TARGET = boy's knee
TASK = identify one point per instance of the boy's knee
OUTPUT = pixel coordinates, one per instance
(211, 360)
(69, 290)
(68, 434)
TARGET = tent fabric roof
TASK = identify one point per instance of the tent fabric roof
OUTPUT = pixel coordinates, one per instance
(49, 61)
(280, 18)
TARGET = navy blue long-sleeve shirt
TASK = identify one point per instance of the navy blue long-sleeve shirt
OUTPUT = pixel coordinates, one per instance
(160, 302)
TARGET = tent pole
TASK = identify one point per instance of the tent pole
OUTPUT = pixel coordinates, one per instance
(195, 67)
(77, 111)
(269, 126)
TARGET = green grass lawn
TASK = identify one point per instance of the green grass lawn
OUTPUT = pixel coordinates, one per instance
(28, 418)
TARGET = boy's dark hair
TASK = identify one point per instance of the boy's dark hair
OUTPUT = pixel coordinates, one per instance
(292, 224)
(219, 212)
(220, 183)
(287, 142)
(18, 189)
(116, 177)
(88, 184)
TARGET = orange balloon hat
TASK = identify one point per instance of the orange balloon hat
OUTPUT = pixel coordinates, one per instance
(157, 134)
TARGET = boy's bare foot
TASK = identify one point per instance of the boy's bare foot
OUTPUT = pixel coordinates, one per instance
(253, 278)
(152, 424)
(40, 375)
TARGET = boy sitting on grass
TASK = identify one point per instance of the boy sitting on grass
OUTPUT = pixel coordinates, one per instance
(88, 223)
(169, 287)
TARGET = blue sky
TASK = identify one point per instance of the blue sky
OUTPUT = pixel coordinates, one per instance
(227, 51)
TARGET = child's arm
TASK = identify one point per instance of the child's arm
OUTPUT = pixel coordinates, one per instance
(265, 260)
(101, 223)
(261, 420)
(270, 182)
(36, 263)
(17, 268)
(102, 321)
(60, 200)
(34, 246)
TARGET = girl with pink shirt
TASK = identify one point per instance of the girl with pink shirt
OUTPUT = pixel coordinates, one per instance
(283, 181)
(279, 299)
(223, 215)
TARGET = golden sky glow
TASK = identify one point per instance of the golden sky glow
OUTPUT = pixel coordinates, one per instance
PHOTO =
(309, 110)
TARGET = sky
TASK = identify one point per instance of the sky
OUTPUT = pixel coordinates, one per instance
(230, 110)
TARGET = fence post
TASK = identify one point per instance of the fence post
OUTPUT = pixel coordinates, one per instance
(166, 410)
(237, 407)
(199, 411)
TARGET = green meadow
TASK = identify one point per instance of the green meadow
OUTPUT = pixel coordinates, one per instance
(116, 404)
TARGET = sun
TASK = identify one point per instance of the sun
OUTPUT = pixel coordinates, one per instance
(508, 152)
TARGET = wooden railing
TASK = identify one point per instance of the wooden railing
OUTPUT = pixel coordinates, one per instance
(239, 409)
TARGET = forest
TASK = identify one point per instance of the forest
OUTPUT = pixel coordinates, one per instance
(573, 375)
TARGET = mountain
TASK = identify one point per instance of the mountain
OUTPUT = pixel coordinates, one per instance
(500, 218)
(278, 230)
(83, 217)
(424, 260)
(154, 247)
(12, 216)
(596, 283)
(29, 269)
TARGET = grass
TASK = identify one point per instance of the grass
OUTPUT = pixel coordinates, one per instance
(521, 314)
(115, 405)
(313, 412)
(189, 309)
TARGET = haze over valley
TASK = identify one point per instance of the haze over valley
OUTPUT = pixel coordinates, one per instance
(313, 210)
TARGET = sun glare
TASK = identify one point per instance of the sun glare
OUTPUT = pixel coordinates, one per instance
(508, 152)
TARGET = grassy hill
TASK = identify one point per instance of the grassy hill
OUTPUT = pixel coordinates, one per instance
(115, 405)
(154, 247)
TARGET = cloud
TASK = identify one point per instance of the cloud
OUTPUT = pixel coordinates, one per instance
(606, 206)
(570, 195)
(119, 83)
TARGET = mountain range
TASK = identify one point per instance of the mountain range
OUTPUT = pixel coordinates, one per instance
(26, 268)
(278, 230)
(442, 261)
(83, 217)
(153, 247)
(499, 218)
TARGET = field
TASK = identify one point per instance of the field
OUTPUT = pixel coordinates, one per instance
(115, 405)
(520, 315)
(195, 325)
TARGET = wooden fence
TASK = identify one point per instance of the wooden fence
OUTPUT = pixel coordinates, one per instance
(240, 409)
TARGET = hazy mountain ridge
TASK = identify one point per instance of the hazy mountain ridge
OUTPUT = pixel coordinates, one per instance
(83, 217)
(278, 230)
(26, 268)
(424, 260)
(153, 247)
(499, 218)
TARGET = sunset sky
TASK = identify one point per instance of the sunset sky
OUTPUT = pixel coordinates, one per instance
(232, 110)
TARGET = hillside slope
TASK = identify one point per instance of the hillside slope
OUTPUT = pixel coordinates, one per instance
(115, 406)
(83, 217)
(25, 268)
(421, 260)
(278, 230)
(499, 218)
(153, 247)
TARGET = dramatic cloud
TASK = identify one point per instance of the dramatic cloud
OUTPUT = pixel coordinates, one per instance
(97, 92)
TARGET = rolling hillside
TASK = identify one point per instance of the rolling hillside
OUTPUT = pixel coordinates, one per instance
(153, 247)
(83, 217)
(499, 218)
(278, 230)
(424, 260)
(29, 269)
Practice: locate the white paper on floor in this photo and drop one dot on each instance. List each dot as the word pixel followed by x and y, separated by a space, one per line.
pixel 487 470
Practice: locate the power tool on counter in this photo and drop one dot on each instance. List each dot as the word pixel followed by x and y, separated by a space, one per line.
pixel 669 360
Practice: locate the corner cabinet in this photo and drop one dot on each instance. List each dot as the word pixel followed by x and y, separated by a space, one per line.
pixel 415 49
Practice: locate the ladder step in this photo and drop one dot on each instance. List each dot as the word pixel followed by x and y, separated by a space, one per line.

* * *

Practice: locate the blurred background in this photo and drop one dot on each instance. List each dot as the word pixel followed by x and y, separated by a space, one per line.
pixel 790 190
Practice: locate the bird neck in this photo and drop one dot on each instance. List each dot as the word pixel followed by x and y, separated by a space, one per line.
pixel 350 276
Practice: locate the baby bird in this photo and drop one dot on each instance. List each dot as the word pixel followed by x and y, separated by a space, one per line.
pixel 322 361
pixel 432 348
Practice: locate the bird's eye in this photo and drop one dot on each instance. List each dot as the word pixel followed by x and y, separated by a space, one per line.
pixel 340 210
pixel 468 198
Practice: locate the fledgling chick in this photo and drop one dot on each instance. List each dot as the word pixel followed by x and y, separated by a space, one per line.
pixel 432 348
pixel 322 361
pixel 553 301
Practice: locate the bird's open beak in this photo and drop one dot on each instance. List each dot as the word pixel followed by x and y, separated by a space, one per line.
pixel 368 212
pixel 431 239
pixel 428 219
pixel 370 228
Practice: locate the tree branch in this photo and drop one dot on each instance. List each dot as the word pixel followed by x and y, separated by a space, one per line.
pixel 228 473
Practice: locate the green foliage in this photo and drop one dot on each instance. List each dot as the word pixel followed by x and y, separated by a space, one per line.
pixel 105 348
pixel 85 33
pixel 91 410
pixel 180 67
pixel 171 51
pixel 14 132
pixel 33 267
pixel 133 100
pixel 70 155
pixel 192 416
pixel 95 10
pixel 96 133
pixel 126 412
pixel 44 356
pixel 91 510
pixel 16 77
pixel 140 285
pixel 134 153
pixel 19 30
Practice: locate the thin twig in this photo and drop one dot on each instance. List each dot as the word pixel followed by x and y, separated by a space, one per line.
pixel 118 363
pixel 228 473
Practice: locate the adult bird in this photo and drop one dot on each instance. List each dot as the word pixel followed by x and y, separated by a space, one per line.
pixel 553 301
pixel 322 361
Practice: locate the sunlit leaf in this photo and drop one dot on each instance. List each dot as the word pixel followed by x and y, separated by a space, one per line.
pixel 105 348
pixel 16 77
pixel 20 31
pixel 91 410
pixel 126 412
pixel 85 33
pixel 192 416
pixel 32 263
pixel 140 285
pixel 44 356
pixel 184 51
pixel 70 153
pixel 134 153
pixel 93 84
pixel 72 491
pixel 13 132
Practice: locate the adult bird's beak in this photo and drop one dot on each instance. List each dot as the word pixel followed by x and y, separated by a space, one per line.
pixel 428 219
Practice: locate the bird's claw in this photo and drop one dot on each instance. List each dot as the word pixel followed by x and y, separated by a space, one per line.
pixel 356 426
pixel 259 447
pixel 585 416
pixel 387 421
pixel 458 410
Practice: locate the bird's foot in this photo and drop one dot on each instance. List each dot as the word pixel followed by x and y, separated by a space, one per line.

==

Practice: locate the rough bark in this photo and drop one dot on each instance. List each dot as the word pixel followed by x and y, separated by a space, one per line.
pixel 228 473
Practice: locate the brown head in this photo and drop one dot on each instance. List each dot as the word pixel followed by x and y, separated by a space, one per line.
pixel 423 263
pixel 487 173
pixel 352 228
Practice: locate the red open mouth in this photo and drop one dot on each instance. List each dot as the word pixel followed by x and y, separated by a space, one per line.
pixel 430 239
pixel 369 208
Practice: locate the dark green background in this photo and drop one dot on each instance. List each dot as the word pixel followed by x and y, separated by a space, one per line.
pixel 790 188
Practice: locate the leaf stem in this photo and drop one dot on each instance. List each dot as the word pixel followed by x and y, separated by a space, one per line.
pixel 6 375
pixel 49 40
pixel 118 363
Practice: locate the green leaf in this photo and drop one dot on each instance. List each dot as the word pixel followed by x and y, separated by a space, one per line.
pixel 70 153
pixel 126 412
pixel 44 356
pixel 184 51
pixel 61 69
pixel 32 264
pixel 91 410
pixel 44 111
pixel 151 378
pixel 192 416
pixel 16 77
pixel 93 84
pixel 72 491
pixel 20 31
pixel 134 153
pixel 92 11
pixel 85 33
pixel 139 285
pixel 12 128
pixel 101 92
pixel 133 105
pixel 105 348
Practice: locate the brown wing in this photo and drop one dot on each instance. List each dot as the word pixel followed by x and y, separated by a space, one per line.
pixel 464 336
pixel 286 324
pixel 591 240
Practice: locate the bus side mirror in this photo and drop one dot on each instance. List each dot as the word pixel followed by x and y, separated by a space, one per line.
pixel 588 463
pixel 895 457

What is needed:
Take each line from the preceding material that contains "long" and copy it.

Written answer:
TARGET = navy blue long-sleeve shirt
TASK = identify one point per instance of the navy blue long-sleeve shirt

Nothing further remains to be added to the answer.